Normally I would just write poetry, or refer to myself in third person under an alias name so others won't take so much offense to what's on my mind.
Not everything I write is going to be about a certain person. That is why I never stipulate a name or the gender of the person I'm referring to. I'm just talking--er, writing--in general.
If others' take it to heart what I'm writing about, it is then I know I've obviously hit a sore spot. Even though I may or may not be talking about them. But even if so. If you think I'm calling you out on your sh*t, why behave that way to begin with?
In any case, I lost my train of thought. I'll be the first to admit I have my busy moments and by the time I wind down, I tend to forget to reply to someone. But to tell you the truth, the longest lapse is probably about an hour or so.
Sometimes I'll let days pass depending on who I'm chatting with, so they can see how it feels. Not that they care anyway.
Those are the one-sided ships I have been mentioning about.
And by "ship", I mean any kind of relationship. Whether it be friendship, family ship, or a romantic relationship. The rules should apply to everyone. There shouldn't be exceptions made to the rule just because you're blood or you've known the person since you were three years old.
For years I've tried to keep the communication lines open. I've tried asking people how their day was going. I tried to keep the conversation going. Then I'd get a response like, "Good." But I'd get that response many days later.

Questions on the material -
**1)** Condense the paragraph of the blog post that begins "And by "ship", I mean" into a shorter version that keeps its main facts.
**2)** Write a continuation of the blog post, beginning after its final sentence.

[Dataset entries]

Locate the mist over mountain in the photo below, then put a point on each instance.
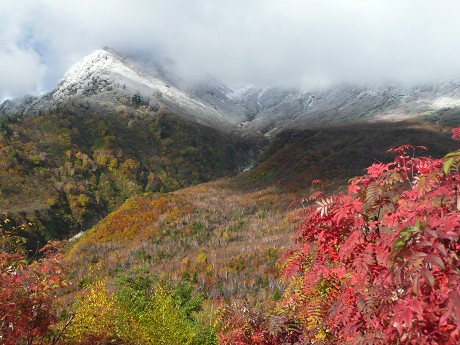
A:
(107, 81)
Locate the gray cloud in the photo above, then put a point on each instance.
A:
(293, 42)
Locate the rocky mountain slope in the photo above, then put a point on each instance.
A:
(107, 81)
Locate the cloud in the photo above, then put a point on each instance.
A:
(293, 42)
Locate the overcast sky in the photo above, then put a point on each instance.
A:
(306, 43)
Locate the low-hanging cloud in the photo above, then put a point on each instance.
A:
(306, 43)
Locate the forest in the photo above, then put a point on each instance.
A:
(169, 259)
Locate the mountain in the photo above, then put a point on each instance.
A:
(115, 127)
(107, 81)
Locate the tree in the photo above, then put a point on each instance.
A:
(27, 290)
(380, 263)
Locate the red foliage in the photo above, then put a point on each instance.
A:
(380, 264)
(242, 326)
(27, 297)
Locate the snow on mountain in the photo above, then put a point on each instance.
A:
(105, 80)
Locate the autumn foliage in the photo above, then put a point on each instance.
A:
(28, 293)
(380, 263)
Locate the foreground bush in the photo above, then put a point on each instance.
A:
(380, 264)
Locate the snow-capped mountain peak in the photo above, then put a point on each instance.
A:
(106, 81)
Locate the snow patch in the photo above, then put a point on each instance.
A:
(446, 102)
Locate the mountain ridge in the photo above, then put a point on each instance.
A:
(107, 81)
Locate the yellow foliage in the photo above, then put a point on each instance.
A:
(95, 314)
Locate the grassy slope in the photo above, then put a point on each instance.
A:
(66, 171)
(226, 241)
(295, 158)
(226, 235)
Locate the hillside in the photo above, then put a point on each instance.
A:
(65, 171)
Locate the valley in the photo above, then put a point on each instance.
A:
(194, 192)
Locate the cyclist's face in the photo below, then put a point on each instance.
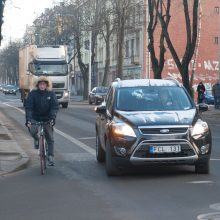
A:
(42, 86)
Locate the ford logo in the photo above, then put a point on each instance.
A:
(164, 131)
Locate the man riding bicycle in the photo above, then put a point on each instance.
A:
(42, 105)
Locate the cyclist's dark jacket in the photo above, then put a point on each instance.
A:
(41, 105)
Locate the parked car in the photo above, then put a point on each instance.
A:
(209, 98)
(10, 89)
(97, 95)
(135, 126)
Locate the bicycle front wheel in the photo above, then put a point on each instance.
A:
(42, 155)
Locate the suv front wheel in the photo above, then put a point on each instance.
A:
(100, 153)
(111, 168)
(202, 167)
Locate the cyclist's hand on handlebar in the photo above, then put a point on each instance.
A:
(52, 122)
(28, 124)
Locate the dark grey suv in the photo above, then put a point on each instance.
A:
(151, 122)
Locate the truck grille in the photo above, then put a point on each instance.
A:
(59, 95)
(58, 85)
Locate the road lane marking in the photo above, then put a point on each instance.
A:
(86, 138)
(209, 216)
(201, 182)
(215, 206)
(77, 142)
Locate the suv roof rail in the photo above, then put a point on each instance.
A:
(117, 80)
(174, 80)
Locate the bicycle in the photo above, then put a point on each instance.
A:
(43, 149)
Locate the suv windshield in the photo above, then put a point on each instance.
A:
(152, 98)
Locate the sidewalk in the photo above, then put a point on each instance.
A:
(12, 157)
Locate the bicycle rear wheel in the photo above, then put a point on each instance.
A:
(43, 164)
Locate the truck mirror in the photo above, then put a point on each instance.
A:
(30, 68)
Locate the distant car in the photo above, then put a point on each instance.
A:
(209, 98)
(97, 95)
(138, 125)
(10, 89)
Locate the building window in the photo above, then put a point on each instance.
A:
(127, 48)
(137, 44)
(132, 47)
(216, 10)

==

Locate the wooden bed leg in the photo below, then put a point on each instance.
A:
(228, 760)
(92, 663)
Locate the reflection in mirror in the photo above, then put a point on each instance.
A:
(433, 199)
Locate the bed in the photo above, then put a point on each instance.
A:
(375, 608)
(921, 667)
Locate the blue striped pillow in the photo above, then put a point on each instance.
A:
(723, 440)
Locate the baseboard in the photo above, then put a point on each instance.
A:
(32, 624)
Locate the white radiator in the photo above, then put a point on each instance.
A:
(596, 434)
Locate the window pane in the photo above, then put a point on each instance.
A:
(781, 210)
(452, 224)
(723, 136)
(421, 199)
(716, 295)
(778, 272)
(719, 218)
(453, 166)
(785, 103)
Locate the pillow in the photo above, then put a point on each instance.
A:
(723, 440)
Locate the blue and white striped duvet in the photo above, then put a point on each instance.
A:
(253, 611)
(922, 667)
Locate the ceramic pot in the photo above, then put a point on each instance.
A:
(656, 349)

Expected outputs -
**1)** The word "ship" covers every kind of relationship: friendship, family, and romance. The same rules should hold for all of them, with no exceptions for blood relatives or people known since early childhood.

**2)**
Everyone is "busy". I believe "busy" is a made-up term for saying, "Sorry, I know we've hung out a few times but, truth be told, I really don't want to talk to you."
It's fine. I get it. I'd prefer if people were more honest with me rather than drag my heart out on the street. I'm busy too.
I have a husband who is sick. I have a dog who is going senile. I have a son who has medical issues. I have a job that gives you no options to purchase affordable health insurance. I have a forgetful grandma who will keep calling you until you talk to her. I have housework to do like laundry and cleaning up. And also I want to keep healthy with exercise and such. Not to mention there's the once a week blog I've promised to post that I've been failing to do.
The list is endless. Shall I go on? There's no need.
I've seen television shows where the good guy gets captured by the bad guy. All the good guy was trying to do was to try and stop the bad guy before others get hurt. The good guy never seems to explain why they are saving the day; they just go and save the day the best way they can. It's always the bad guys that are explaining why they have to destroy the day.
I just don't give out excuses...well, except for when I'm blogging...because it's not going to make the other person feel good when you tell them you've been busy. There are some days where I don't feel so chatty, and so I'll say to said person, "Hey, we'll chat some other time, OK?"
Unfortunately for me, no one is ever happy when I tell them that, yet somehow it's alright for me to accept it when it's said to me.
That, my friend, are what is called a one-sided ship.
That's a toxic way to live. No one should have to live like that.
No one should only have friends when life is going good for you and you're finally in a good place. A person should be there for you all the time. They should be there for you when you have kidney failure, or are diagnosed with cancer. They should be there for you when your kid gets sick and is in the hospital. They should be there when a loved one dies.
They should be there when you need a ride somewhere. I know I was that person that was there for all my friends during their down times. When I had my down times, they were gone. I've since learned how to deal with life on my own, without friends.
And you know what I've learned?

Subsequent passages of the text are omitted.